→ Task directions: Provide the data again in its entirety, exactly as given.

Records from a collection

====

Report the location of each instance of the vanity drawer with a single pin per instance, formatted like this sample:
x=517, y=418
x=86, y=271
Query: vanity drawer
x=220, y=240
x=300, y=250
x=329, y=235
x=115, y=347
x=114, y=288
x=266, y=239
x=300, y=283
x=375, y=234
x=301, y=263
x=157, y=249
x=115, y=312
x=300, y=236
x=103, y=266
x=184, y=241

====

→ Response box:
Report the location of each instance of the vanity drawer with a single pin per instance, formatted like this sample:
x=517, y=418
x=86, y=271
Query: vanity drawer
x=220, y=240
x=300, y=250
x=329, y=235
x=115, y=347
x=114, y=288
x=266, y=239
x=300, y=283
x=375, y=234
x=301, y=263
x=157, y=249
x=115, y=312
x=300, y=236
x=103, y=266
x=184, y=241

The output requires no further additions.